• [PROBLEM SET]
[1] In the passage on diffusion models, which paper is the impact of diffusion models mostly attributed to?
[2] Decide whether each statement agrees with the passage on diffusion models, answering yes or no and quoting the words that decide it: (a) VAEs dominated generative modeling starting in 2014. (b) Normalizing Flows became a mainstream approach to generative modeling. (c) The code used to produce the figures is withheld from readers.
[3] Duplicate the passage on diffusion models starting at "In this article, we look" and ending at "in this repository.".

• [QUOTED PASSAGE]
--------------------------------------------------

Not only generative modeling has been around for decades, few promising model families emerged and dominated the field for several years in the recent past. VAEs dominated the generative modelling landscape from 2014 onwards, until GANs took off in 2015-16; Normalizing Flows (NF) never really made it to the mainstream generative modeling due to its restrictive architectural requirement. However, it is quite clear at this point that the magnitude of impact they made is relatively less than barely 2-3 years of Diffusion Models. It is mostly attributed to one of the seminal papers (by Jonathan Ho et al.), now popularly referred to as “Denoising Diffusion Probabilistic Models” or DDPM. With the exponential explosion of works following DDPM, it is very hard, or rather unnecessary to look beyond this pivotal point.

In this article, we look back into the conceptual and theoretical ideas that were in development for a long time, even outside the field of core machine learning. We will show in a later sections that, some of the theoretical ‘pillars’ holding Diffusion Models, have their roots deep into statistical physics and other fields. A significant part of this theory was presented afresh in the ICLR paper (won best paper award). Lastly, even though the ideas presented in this article are quite theoretical, we made our best attempt to convey them with intuitive explanations, diagrams and figures, thereby expanding its potential audience. To encourage further exploration, we provide all codes used in producing the figures (and experiments) of this article in this repository.

This article notes that, historically, there were two distinct roads of development that merged in order for modern diffusion models to emerge – “scalable estimation of score” and “using the score for generative modelling”. The former is relatively short, while the latter traces its origin back to ~1900, if not earlier. This article explores these two paths independently – the latter one first while assuming the knowledge of the former. Rest of this introductory section is spent on defining the general modelling problem and the very notion of ‘score’ – the primary quantity of interest. The next section deals with how we can use score in generative modelling, assuming access to an oracle for the true score. The last section dives solely into the problem of estimating the score in a scalable manner. It is worth mentioning that, in this article, we explain only the “sufficient and necessary” concepts needed to build the diffusion model framework and hence may not directly resemble the typical formalism seen in most papers.

--------------------------------------------------

(Extracted data entries)
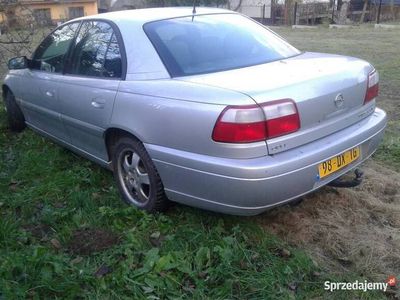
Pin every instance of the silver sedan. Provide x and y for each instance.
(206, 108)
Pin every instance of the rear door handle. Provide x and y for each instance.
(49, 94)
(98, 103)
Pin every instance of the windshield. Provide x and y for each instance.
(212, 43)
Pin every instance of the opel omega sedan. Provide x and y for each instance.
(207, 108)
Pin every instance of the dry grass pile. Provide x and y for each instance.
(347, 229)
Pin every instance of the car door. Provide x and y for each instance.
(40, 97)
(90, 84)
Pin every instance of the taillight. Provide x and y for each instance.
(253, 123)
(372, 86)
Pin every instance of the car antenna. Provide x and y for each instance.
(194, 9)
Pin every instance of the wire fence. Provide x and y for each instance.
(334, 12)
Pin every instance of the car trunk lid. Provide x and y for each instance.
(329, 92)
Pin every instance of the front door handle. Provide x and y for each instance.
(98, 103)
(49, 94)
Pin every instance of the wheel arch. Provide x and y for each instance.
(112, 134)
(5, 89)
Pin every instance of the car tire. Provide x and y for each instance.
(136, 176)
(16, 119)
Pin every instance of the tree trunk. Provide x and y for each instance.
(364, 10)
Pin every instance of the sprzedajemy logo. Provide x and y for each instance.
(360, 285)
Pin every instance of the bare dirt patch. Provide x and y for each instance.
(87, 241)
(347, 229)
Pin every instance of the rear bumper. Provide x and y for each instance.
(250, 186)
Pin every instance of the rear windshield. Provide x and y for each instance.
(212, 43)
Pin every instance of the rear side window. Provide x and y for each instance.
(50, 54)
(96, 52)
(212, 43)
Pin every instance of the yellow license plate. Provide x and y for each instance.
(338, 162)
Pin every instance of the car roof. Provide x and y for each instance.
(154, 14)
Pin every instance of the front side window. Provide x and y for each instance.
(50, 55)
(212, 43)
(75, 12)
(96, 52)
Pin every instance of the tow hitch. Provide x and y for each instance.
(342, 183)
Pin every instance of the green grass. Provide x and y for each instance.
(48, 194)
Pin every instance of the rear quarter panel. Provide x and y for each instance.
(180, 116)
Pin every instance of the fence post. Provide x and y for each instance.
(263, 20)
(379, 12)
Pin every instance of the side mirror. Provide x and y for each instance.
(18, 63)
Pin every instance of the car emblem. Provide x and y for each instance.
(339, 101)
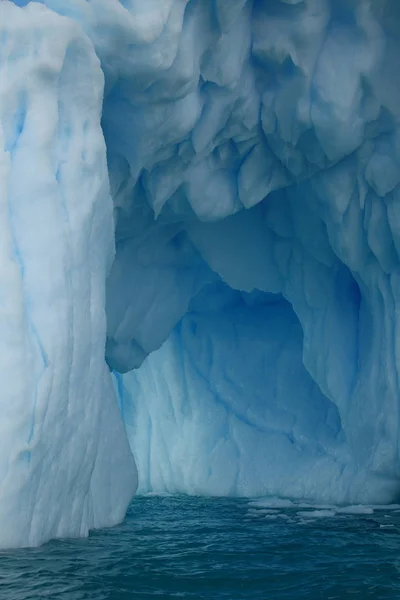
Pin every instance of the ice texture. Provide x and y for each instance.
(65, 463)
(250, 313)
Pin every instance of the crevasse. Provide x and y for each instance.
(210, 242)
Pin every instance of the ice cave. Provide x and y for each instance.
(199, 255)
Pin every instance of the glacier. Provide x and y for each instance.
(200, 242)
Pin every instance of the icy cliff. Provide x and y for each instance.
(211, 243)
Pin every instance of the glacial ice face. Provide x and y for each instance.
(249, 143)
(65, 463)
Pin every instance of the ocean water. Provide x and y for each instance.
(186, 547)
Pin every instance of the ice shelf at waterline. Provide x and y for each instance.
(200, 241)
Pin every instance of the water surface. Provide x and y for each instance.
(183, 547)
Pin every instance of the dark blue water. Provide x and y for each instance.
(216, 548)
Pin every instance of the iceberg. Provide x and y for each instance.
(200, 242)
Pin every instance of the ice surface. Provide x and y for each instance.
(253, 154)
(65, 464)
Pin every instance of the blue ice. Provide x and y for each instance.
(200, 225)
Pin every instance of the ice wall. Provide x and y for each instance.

--------------------------------------------------

• [SOLUTIONS PER TASK]
[1] It is attributed to "Denoising Diffusion Probabilistic Models" (DDPM), by Jonathan Ho et al.

[2]
(a) Yes: "VAEs dominated the generative modelling landscape from 2014 onwards"
(b) No: "Normalizing Flows (NF) never really made it to the mainstream generative modeling due to its restrictive architectural requirement"
(c) No: "we provide all codes used in producing the figures (and experiments) of this article in this repository"

[3]
In this article, we look back into the conceptual and theoretical ideas that were in development for a long time, even outside the field of core machine learning. We will show in a later sections that, some of the theoretical ‘pillars’ holding Diffusion Models, have their roots deep into statistical physics and other fields. A significant part of this theory was presented afresh in the ICLR paper (won best paper award). Lastly, even though the ideas presented in this article are quite theoretical, we made our best attempt to convey them with intuitive explanations, diagrams and figures, thereby expanding its potential audience. To encourage further exploration, we provide all codes used in producing the figures (and experiments) of this article in this repository.